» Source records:
######
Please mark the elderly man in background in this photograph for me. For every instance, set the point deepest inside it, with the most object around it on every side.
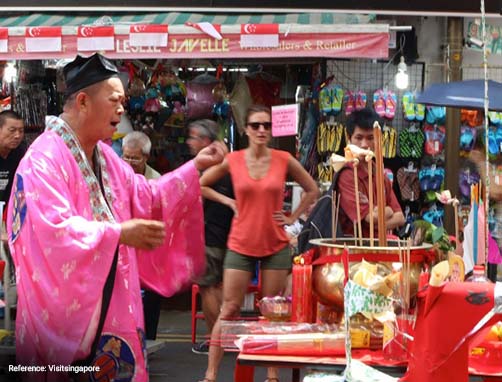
(136, 147)
(11, 150)
(85, 231)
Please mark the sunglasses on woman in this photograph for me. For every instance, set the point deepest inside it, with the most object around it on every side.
(256, 125)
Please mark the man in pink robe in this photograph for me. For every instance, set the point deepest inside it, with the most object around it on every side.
(74, 204)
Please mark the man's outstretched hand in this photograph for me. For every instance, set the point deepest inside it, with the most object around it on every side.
(142, 233)
(210, 155)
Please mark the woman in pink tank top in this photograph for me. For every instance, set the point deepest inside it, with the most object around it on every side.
(258, 177)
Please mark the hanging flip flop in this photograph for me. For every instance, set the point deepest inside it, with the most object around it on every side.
(419, 112)
(361, 99)
(379, 102)
(336, 98)
(325, 100)
(425, 178)
(494, 117)
(349, 101)
(498, 137)
(430, 115)
(390, 105)
(493, 147)
(409, 106)
(389, 136)
(467, 138)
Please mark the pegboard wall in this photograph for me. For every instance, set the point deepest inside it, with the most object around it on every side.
(477, 72)
(368, 76)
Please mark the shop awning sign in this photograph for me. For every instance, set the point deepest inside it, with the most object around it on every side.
(339, 41)
(285, 120)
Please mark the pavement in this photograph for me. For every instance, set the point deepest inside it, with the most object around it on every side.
(171, 358)
(174, 360)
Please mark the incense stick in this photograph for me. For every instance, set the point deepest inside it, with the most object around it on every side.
(359, 234)
(333, 215)
(337, 211)
(377, 133)
(370, 187)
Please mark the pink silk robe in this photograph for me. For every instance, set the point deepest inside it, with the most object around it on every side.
(63, 254)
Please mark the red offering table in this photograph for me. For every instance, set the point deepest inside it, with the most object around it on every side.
(244, 370)
(446, 316)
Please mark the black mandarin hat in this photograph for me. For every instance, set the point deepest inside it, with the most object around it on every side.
(86, 71)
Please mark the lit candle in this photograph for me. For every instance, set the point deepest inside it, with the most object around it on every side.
(301, 308)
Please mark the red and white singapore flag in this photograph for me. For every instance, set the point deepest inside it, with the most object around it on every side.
(43, 39)
(95, 38)
(4, 40)
(259, 35)
(148, 35)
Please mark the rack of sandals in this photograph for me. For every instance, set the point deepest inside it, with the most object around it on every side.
(413, 134)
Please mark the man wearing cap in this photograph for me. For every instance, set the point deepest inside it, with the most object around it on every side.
(85, 231)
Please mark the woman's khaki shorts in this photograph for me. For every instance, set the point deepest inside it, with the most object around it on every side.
(279, 260)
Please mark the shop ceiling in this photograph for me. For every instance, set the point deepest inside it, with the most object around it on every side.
(422, 7)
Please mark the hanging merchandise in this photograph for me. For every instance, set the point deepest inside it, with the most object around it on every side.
(472, 118)
(390, 104)
(200, 100)
(493, 146)
(31, 104)
(389, 142)
(435, 115)
(434, 139)
(411, 142)
(330, 99)
(379, 100)
(152, 100)
(361, 99)
(220, 98)
(409, 184)
(467, 178)
(434, 215)
(265, 88)
(408, 101)
(137, 94)
(349, 102)
(240, 100)
(329, 137)
(494, 117)
(431, 178)
(467, 138)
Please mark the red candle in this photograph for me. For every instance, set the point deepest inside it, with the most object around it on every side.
(301, 304)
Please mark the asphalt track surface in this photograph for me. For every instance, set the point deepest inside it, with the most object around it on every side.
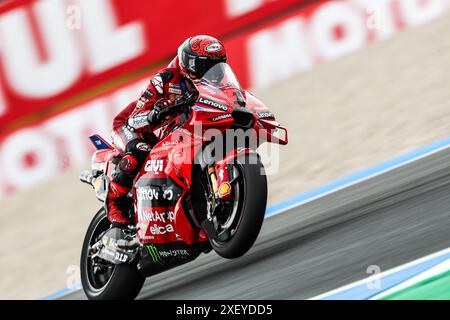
(387, 220)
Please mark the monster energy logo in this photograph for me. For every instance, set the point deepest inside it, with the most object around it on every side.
(154, 254)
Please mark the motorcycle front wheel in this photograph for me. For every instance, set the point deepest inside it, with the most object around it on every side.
(243, 221)
(102, 280)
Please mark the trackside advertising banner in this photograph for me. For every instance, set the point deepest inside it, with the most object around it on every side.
(36, 75)
(53, 52)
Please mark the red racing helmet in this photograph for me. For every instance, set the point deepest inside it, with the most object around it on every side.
(198, 54)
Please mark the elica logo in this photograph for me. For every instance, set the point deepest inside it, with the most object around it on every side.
(155, 166)
(265, 115)
(156, 230)
(215, 47)
(214, 104)
(151, 216)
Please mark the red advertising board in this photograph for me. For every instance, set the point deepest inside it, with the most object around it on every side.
(58, 53)
(261, 55)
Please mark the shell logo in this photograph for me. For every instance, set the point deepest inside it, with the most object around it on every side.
(224, 189)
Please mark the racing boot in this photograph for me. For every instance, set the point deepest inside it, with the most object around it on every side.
(117, 204)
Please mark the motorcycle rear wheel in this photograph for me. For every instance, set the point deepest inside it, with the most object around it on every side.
(251, 191)
(116, 282)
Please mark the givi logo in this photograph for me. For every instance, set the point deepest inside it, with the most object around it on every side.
(155, 166)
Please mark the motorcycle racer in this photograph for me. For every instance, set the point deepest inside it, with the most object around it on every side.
(132, 128)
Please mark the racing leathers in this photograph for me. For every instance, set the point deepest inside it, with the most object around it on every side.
(133, 136)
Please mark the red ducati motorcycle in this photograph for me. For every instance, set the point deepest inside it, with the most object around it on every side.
(203, 187)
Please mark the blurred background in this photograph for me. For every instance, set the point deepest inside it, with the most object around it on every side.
(355, 82)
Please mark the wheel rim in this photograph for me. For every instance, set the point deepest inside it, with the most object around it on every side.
(234, 218)
(98, 271)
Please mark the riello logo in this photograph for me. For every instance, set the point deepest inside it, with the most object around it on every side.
(47, 56)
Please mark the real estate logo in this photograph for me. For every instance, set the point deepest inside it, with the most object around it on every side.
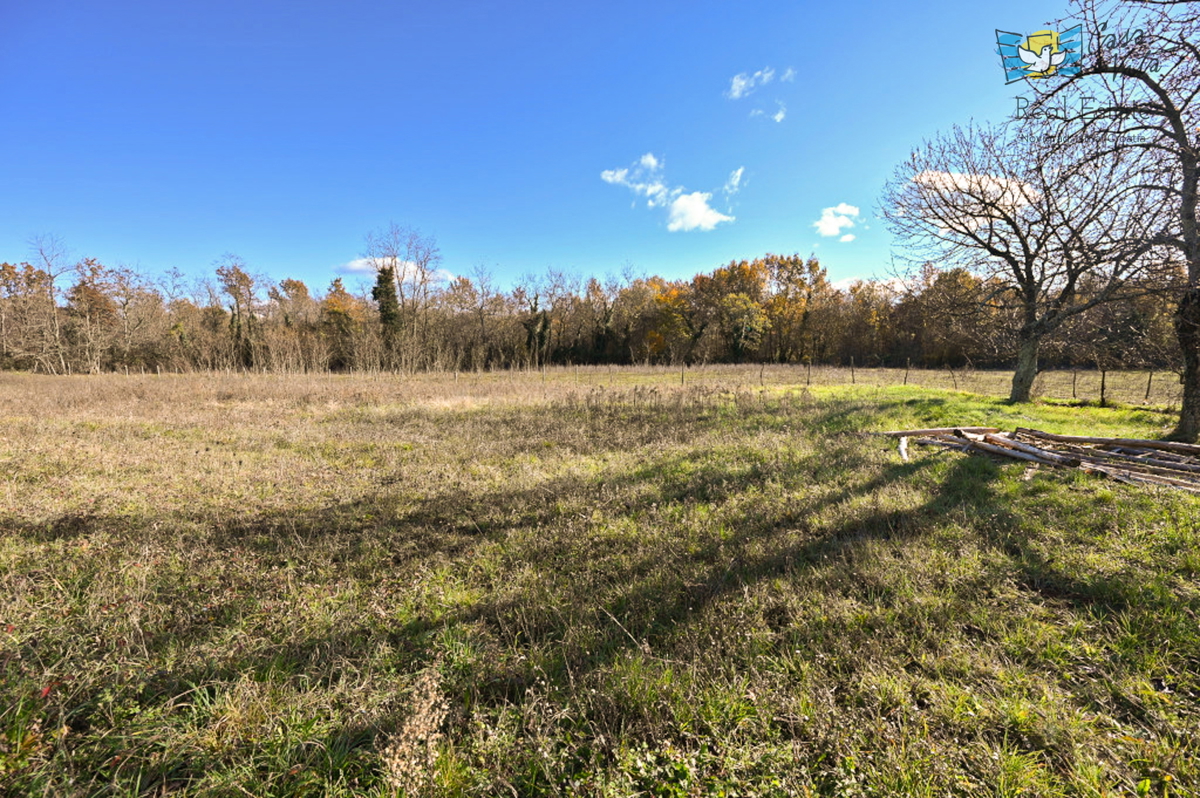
(1042, 54)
######
» Request: Your task is to give again, unchanged, the lines from the line that contains "Please mark the wheel" to the end of the records. Include both end lines but no pictures.

» The output:
Please mark the wheel rim in this photograph for me. For every instance, set the point deepest inside it, with the most object around it on every side.
(234, 218)
(98, 271)
Please mark the riello logo in this photograph for me. For every instance, set the point deepest inside it, with the most object around it on every side.
(47, 56)
Please mark the real estate logo in this photograph for me. For every instance, set the point deepest inside it, with the most object around it on every side.
(1042, 54)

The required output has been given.